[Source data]
━━━━━━━━━━━━━━━━━━━━━━━━━━━━━━

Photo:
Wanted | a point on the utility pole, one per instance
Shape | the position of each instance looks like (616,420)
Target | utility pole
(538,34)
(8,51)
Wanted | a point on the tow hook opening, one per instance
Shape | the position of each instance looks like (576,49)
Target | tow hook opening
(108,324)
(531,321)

━━━━━━━━━━━━━━━━━━━━━━━━━━━━━━

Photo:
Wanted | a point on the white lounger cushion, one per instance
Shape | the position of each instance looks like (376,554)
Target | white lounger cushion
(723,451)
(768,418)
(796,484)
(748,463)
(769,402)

━━━━━━━━━━━━━━━━━━━━━━━━━━━━━━

» Problem details: Going through the entries above, show each line that contains "Shape".

» Task output:
Shape | the position of each instance looks like (616,420)
Shape | the position of each instance looks like (576,49)
Shape | the position of each instance looks like (376,554)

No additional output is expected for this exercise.